→ **Do this**: Reproduce every line of the records below, requests included. Multiply each coordinate in the answers by 1.95 and round to the nearest whole number, with halves rounded up.
-- begin --
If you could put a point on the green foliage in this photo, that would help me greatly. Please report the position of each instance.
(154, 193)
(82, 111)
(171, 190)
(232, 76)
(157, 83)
-- end --
→ **Output of the task**:
If you could put a point on the green foliage in this photo, that would help me greatly. Please report the position of each instance.
(300, 376)
(160, 216)
(333, 371)
(452, 148)
(306, 162)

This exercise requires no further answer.